A further $50 million will be focused on solar PV manufacturing studies, including feasibility and engineering studies

“Solar electricity will be the foundation of Australia’s future energy supply and the key to our net zero and renewable energy superpower ambitions,” ARENA CEO Darren Miller said in a statement.

“We need to build on our history of innovation and extend this into manufacturing across the solar supply chain. The demand for solar required to meet our net zero and renewable energy superpower goals is immense and Australia has the opportunity to build resilience and unlock long-term economic opportunity.”

Under the first phase, ompanies be able to ask for capital grants up to $50 million provided it makes up no more than 50 per cent of the total budget for a project, and up to $350 million in production credits.  In the second phase, individual grants in the range of $1-5 million apiece, will be granted.

The two funding rounds exclude companies already operating in Australia’s other emerging industries such as recycling, quality assurance or non-photovoltaic solar technologies.

Neeraj Das, the CEO of solar waste management company Elecsome, was disappointed the first round didn’t offer funding for a wider range of solar industries.

“We were hoping the Sunshot program would offer more for construction-ready companies than just feasibility study funding,” he told Renew Economy.

Elecsome commissioned its first upcycling plant in Victoria this year, and has cut deals with AGL and Italian energy giant Enel Green Power Australia around building processing plants either on their sites or using their materials.  

Sircel and Reclaim PV are other companies already working on solar panel recycling in Australia, and earlier this year the Queensland government promised $5 million for the industry. 

But with the new arena of quality assurance falling into the feasibility study grant round, PV-Lab partner Dr Michelle McCann is pleased that it could encourage new companies to move into this space. 

“We think it’s really important that quality assurance and testing be included, and this is just a beautiful opportunity to include that from the beginning and therefore get what’s made in Australia, and also what’s being imported into Australia, to level up,” McCann told Renew Economy.

## Problems to solve:
1. In the solar funding excerpt, how much did the Queensland government promise for the solar panel recycling industry earlier this year?
2. Rewrite the solar funding excerpt from "Neeraj Das, the" up to and including "for the industry.", switching "upcycling plant" to "recycling plant".
3. Name every person the solar funding excerpt identifies by full name.

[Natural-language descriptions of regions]

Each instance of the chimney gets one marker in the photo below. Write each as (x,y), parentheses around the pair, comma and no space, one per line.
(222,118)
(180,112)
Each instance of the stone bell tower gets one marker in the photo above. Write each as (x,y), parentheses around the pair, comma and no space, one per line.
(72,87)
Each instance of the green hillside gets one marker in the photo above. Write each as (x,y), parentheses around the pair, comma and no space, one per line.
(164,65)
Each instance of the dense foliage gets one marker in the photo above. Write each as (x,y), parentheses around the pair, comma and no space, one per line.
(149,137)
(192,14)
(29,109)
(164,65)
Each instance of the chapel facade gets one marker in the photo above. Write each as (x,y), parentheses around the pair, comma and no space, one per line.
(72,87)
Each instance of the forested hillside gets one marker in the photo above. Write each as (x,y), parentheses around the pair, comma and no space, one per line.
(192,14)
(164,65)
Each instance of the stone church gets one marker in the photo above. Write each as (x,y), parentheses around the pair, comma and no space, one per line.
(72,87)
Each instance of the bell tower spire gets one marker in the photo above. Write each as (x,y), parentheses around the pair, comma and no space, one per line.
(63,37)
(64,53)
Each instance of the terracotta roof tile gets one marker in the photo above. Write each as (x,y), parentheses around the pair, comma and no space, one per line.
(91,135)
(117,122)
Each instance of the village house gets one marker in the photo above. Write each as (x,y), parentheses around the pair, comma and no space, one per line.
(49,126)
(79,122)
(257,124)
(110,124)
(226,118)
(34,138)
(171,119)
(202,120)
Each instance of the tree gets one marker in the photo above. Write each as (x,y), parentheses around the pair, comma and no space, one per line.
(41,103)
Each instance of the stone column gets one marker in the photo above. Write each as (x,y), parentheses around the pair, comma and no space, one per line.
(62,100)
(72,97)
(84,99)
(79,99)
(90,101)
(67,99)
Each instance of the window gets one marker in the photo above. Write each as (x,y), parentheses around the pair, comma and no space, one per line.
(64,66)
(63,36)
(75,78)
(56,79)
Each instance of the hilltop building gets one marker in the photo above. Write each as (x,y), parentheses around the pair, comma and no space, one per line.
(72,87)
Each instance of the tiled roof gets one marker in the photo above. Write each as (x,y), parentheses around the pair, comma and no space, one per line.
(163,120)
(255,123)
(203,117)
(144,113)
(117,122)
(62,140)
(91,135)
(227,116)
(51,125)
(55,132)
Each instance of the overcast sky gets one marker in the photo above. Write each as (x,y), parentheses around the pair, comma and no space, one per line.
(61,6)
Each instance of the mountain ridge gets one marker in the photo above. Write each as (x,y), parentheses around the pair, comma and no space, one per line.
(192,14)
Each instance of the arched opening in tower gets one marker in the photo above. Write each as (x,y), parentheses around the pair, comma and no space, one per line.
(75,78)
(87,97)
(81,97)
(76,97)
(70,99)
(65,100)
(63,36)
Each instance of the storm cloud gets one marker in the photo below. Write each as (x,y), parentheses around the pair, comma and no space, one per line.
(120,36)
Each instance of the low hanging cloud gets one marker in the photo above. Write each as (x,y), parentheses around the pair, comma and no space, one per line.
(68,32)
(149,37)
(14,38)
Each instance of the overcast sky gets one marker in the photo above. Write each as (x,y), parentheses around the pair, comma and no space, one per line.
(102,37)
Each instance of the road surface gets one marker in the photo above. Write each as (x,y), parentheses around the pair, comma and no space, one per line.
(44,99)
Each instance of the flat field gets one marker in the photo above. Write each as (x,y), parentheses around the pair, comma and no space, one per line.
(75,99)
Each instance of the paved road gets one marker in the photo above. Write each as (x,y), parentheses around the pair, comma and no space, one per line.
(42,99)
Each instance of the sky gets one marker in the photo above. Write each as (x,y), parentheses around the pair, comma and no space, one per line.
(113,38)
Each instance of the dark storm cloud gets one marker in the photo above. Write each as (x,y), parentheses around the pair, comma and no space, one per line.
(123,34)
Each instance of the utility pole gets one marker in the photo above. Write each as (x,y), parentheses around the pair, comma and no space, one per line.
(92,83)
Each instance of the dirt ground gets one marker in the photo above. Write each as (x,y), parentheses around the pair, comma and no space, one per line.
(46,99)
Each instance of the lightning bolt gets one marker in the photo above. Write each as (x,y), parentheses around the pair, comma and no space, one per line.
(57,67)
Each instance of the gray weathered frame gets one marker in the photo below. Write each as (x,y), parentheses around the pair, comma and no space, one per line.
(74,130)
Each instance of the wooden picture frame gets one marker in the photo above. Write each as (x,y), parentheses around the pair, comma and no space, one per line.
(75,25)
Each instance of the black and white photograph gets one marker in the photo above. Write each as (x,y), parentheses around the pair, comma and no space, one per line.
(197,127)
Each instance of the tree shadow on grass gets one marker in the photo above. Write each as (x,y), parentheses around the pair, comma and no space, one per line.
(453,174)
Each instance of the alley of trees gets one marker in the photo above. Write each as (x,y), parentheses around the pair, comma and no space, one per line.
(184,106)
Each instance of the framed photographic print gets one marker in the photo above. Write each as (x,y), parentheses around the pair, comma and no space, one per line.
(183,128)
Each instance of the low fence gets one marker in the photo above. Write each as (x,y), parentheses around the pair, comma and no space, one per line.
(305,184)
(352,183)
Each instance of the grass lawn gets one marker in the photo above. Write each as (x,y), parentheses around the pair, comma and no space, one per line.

## Answers given:
1. $5 million

2.
Neeraj Das, the CEO of solar waste management company Elecsome, was disappointed the first round didn’t offer funding for a wider range of solar industries.

“We were hoping the Sunshot program would offer more for construction-ready companies than just feasibility study funding,” he told Renew Economy.

Elecsome commissioned its first recycling plant in Victoria this year, and has cut deals with AGL and Italian energy giant Enel Green Power Australia around building processing plants either on their sites or using their materials.  

Sircel and Reclaim PV are other companies already working on solar panel recycling in Australia, and earlier this year the Queensland government promised $5 million for the industry.

3. Darren Miller, Neeraj Das, Michelle McCann